* [Extrait de page]:
------------------------------------------------------------------------

Il serre la mâchoire. La beauté des couleurs ternes, t‘y connais rien… jaune moutarde : superbe. La voix qui traîne. Chez lui tout traîne. Les pieds aussi. L’alliance bizarre du nerveux et du nonchalant. Superbe… je ne sais pas d’où elle sort, la voix qui semble flotter. Je l’ai retrouvée dans ces films de la nouvelle vague et d’avant aussi… la gouaille… C’est désuet et puis c’est chaud. La beauté des couleurs ternes. Avec sa mâchoire contractée, il les mastique les mots, et dans sa voix ça anticipe, ça n’y croit pas, ça se joue ailleurs. Des fois je m’en souviens : la voix clope au bec, la voix à casquette, la voix de rue, la voix noir et blanc, la voix qui gesticule, déjà partie. Comme elle était jamais tout à fait là, la voix, elle est restée. Tu vois c’est comme la voix d’un personnage, ça a un timbre, une musicalité, ça fredonne quelque part. Tu t’es jamais dit, tiens, elle a quelle voix la comtesse ? Il a quelle voix le vicomte et le clown alors ? Les personnages de papier, ça a quelle voix ? Quand c’est écrit, ça parle comment ? Elle me gênait la voix qui semblait flotter. Lui qui traîne et moi qui brûle.

------------------------------------------------------------------------

* [Exercices à faire]:
1: Résumez le texte sur la voix en deux phrases.
2: D'après le texte sur la voix, quelle couleur est jugée superbe ?
3: Poursuivez le texte sur la voix après sa dernière phrase.
Les lignes n'ont aucun rapport avec le texte sur la voix.

* [Matériel]:

------------------------------------------------------------------------

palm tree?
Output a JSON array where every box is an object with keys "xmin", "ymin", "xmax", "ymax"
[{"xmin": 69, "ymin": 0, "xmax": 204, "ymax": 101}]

------------------------------------------------------------------------

* [Corrigé des exercices]:
1: Le texte décrit un homme à la mâchoire serrée, chez qui tout traîne, les pieds comme la voix, une voix qui semble flotter et rappelle les films de la nouvelle vague. Parce qu'elle n'était jamais tout à fait là, cette voix est restée, et elle amène à se demander quelle voix ont les personnages de papier.

2: Le jaune moutarde.

3:
Elle revient. Le murmure se mêle à la lumière, au temps qu’il fait. C’est dans la rue. C’est dans le courant d’air. Elle est là, et ses climats. J’ai toujours aimé ce pluriel… Les climats, c’est cosmique et c’est terrien. Wikipédia dit « le lieu caractérise le vin et le vin caractérise le lieu. » Tantôt flotte dans l’air, sans accroche, tantôt fait irruption, elle vient des murs, elle vient du ciel, elle sort d’une couleur, une voix comme ces visages que l’on peine à ranimer, le corps entier tourné vers cet effort inutile : reconstituer une forme vide. Elle est ainsi la voix. Il y a je crois, quelque part, une vidéo. Il parle. Il grimace. Ne restent qu’un mouvement muet, la tension d’une mâchoire contractée, la sensation physique du corps qui se traîne et le souvenir de ses mots : la beauté des couleurs ternes.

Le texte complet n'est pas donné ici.